AUFGABENLISTE:
(A) Wiederhole wortgetreu den Abschnitt aus dem Textauszug über das Jurastudium, der mit „Dieses Strukturbild umschreibt“ beginnt und bis einschließlich „Überprüfung Ihrer Studienwahlentscheidung.“ reicht.
(B) Beantworte anhand des Textauszugs über das Jurastudium folgende Fragen:
(i) Wodurch ist die juristische Intelligenz klar messbar?
(ii) Welche drei Sekundärtugenden werden genannt?
(iii) Welche Jurastudenten sind erfolgreicher als die nur intelligenten?

TEXTAUSZUG:
※ ※ ※
Dieses Strukturbild umschreibt die Tatsache, dass mit juristischer Intelligenz eine Größe gemeint ist, die in den Ablauf des juristischen Denkens eingeht. Juristische Intelligenz ist somit die Summe spezifischer juristischer Denkakte ( Denkableitungen beim Jurastudium). Und anders als bei der allgemeinen Intelligenz ist die juristische Intelligenz auch klar messbar: durch die Noten im Examen! Und das kann fast jeder Abiturient schaffen, denn es geschieht (fast) ausschließlich durch Training. Überprüfen Sie immer wieder die Passung zwischen Ihren Interessen, Motiven und diesen vier im Jurastudium geforderten Fertigkeiten zur fundierten Überprüfung Ihrer Studienwahlentscheidung.

 

  1.   Bestimmte Interessen und Vorlieben

 

  1. Ausgeprägte Persönlichkeitsmerkmale 

Wie jemand studiert, wird auch durch seine Persönlichkeit bestimmt. Studieren findet immer im Rahmen der Persönlichkeit des Jurastudenten statt. Den Rahmen bildet die Art seines Wahrnehmens, Denkens, Fühlens, Wollens und Handelns, seine Kommunikationsfähigkeit und insbesondere seine Sekundärtugendsteuerung. Gesucht ist daher eher der lebhafte Sanguiniker als der träge Phlegmatiker oder trübsinnige Melancholiker, eher der auf die Außenwelt gerichtete Extrovertierte als der scheue, zurückgezogene Introvertierte, mehr der Gewissenhafte als der leichtsinnig Sorglose und ganz besonders der offene, breit interessierte, wissbegierige und neugierige, geistreiche, einfallsreiche, erfinderische Jurastudent statt des ängstlichen, verschlossenen, einseitig interessierten, verzagten, sich häufig selbst bemitleidenden Studenten. Ein gewisser Erlebnishunger nach Neuem und Neuartigem sollte ihm ebenso zu Eigen sein wie eine Empfänglichkeit für Lern- und Studienerfolge, ein entsprechendes hohes Durchhaltevermögen und eine starke Resistenz dieser Eigenschaften gegen eine Löschung durch Misserfolge, gegen ein Aufgeben, wenn sich der Erfolg nicht einstellt. Ganz entscheidend für das Jurastudium ist aber ein Hang zu den Sekundärtugenden: Fleiß, Ordnung und vor allem Disziplin. Viele Jurastudenten sind sich nicht im Klaren, dass eine Sekundärtugendresistenz weit verheerendere Folgen hat als mangelnde Intelligenz. Sekundärtugendgesteuerte Jurastudenten sind erfolgreicher als die nur intelligenten. Ohne Selbstdisziplin und Selbstinstruktion, Fleiß und Geduld 

geht nichts im Jurastudium ( Studienalltag).
※ ※ ※
Datensätze
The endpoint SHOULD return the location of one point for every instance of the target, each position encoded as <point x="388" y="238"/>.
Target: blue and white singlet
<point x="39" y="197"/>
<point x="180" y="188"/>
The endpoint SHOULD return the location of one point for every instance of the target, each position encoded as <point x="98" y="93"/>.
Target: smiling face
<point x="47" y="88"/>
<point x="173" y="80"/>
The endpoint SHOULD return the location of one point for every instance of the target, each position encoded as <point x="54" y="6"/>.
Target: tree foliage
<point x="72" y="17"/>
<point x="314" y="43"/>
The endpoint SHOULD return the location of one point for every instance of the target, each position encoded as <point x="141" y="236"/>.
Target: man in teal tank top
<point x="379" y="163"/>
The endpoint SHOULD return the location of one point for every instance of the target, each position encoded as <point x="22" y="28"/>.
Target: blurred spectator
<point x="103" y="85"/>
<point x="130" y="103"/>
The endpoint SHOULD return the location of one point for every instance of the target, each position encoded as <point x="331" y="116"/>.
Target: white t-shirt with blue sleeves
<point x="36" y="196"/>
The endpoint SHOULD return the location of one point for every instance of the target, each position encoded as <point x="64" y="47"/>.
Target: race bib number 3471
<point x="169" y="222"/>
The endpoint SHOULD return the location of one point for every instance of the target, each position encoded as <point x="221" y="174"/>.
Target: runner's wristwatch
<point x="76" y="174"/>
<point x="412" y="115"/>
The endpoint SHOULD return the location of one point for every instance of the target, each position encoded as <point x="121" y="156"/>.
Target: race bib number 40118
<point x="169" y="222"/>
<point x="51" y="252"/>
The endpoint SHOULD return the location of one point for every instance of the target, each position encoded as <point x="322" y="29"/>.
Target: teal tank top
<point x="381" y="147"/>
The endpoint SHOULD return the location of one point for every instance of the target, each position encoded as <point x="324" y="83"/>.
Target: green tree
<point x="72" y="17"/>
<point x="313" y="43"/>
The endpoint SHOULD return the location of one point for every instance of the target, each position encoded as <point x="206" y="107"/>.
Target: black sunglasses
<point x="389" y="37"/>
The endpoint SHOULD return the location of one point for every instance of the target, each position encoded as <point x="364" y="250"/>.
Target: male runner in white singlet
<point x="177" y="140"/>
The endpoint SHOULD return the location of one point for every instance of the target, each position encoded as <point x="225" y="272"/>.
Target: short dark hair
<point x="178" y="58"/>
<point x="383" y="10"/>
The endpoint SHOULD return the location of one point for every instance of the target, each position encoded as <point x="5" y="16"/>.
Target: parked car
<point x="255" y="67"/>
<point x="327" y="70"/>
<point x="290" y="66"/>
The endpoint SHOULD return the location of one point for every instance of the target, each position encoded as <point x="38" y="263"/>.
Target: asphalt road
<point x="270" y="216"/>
※ ※ ※
LÖSUNGEN ZUR ÜBUNG:
(A)
Dieses Strukturbild umschreibt die Tatsache, dass mit juristischer Intelligenz eine Größe gemeint ist, die in den Ablauf des juristischen Denkens eingeht. Juristische Intelligenz ist somit die Summe spezifischer juristischer Denkakte ( Denkableitungen beim Jurastudium). Und anders als bei der allgemeinen Intelligenz ist die juristische Intelligenz auch klar messbar: durch die Noten im Examen! Und das kann fast jeder Abiturient schaffen, denn es geschieht (fast) ausschließlich durch Training. Überprüfen Sie immer wieder die Passung zwischen Ihren Interessen, Motiven und diesen vier im Jurastudium geforderten Fertigkeiten zur fundierten Überprüfung Ihrer Studienwahlentscheidung.

(B)
(i) Durch die Noten im Examen.
(ii) Fleiß, Ordnung und Disziplin.
(iii) Die sekundärtugendgesteuerten Jurastudenten.